*Collection entries*.
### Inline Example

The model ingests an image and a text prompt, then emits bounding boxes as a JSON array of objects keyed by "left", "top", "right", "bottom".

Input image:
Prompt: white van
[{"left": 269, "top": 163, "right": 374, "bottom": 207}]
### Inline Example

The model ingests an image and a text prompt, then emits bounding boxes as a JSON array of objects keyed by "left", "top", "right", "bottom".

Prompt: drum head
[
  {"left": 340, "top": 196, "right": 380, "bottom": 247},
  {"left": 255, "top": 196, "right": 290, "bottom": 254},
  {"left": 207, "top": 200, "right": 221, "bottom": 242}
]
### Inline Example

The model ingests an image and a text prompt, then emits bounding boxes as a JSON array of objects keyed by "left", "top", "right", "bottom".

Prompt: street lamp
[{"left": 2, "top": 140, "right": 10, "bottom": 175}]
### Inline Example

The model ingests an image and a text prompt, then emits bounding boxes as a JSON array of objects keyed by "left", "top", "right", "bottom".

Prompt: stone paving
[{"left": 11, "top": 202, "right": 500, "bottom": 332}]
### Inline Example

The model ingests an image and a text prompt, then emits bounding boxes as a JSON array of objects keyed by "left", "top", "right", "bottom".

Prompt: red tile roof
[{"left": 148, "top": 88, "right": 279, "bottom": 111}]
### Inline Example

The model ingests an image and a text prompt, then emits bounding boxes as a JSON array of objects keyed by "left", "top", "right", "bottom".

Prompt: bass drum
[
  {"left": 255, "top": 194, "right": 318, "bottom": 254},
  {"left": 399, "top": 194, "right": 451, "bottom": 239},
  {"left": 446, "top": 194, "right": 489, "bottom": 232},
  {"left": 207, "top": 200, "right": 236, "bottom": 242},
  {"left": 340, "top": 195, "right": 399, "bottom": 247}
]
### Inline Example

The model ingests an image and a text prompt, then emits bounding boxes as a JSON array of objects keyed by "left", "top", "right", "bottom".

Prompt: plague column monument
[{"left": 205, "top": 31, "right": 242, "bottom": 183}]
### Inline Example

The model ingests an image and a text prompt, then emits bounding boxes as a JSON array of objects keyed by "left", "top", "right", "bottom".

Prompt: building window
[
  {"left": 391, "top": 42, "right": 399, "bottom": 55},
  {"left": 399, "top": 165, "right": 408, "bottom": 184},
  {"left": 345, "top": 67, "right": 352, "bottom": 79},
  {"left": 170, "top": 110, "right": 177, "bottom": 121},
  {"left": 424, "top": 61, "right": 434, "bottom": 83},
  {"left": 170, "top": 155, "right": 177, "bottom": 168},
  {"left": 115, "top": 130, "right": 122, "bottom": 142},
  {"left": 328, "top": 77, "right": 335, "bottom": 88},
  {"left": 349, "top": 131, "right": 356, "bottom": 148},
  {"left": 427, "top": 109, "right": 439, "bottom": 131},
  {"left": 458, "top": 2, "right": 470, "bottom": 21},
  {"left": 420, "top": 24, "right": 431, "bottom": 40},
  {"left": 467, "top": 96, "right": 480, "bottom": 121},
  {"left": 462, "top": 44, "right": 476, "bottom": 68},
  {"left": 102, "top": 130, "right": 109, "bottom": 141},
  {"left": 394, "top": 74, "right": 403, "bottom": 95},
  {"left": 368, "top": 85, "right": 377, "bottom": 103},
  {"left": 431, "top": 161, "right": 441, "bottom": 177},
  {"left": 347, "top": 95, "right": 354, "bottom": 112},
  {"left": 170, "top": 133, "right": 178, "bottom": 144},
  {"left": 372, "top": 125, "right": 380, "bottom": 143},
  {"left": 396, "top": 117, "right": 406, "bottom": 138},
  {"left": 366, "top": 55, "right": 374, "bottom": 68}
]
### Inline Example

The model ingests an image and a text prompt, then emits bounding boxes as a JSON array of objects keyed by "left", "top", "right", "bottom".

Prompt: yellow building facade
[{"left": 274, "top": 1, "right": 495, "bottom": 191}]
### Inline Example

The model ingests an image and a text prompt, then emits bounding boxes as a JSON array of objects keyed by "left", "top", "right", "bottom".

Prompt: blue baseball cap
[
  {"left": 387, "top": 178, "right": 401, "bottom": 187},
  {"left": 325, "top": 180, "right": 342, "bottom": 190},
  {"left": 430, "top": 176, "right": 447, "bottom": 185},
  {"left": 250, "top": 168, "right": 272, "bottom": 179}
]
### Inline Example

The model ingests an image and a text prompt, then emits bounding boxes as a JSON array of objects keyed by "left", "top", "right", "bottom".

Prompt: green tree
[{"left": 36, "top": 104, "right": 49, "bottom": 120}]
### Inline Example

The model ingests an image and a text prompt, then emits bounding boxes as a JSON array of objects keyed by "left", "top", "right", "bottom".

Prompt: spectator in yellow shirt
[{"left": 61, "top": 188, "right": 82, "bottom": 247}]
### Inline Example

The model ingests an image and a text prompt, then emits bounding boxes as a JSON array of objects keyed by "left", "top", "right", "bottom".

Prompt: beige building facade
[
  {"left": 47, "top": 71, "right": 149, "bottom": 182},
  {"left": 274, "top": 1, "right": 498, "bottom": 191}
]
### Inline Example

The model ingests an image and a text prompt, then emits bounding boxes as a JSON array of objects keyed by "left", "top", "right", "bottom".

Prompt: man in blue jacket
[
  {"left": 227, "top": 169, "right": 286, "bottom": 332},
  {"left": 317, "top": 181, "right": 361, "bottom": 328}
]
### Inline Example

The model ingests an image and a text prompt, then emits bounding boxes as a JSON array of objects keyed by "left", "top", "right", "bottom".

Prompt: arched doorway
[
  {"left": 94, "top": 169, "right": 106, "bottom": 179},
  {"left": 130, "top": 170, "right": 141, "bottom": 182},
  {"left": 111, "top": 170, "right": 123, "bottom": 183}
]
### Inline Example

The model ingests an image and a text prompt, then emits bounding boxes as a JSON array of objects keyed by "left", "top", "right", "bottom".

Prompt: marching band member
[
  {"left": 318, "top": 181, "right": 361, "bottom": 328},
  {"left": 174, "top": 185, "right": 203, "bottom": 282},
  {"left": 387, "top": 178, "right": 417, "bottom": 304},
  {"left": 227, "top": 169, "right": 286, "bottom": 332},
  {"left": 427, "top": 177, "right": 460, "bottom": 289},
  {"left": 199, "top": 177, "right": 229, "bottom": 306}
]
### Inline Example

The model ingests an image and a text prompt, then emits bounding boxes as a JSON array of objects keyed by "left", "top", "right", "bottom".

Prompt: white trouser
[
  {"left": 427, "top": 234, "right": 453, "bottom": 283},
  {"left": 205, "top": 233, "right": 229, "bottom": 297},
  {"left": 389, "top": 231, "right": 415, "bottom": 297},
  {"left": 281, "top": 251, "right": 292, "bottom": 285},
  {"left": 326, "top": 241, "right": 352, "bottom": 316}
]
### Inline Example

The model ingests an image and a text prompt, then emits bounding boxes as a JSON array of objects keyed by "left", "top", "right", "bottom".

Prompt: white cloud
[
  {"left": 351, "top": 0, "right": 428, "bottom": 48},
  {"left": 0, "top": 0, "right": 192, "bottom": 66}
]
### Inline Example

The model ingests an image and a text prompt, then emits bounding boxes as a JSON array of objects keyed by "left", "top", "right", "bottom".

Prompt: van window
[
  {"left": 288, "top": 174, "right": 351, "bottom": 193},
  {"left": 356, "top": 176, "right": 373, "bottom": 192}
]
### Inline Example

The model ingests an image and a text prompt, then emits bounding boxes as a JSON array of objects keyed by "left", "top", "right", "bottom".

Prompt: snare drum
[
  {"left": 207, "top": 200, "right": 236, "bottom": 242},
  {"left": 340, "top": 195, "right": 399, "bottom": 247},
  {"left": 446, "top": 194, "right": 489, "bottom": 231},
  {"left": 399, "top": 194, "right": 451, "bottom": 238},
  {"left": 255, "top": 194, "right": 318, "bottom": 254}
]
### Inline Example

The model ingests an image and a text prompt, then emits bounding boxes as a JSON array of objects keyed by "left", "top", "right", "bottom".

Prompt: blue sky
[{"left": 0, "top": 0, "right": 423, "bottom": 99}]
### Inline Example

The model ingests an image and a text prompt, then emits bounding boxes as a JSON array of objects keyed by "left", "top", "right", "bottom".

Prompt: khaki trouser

*EXERCISE INSTRUCTIONS*. List every line in the material above that contains the string "building". Treat uppercase and lowercase letters as distinct.

*THE RESPONSE*.
Prompt: building window
Prompt: yellow building facade
Prompt: beige building facade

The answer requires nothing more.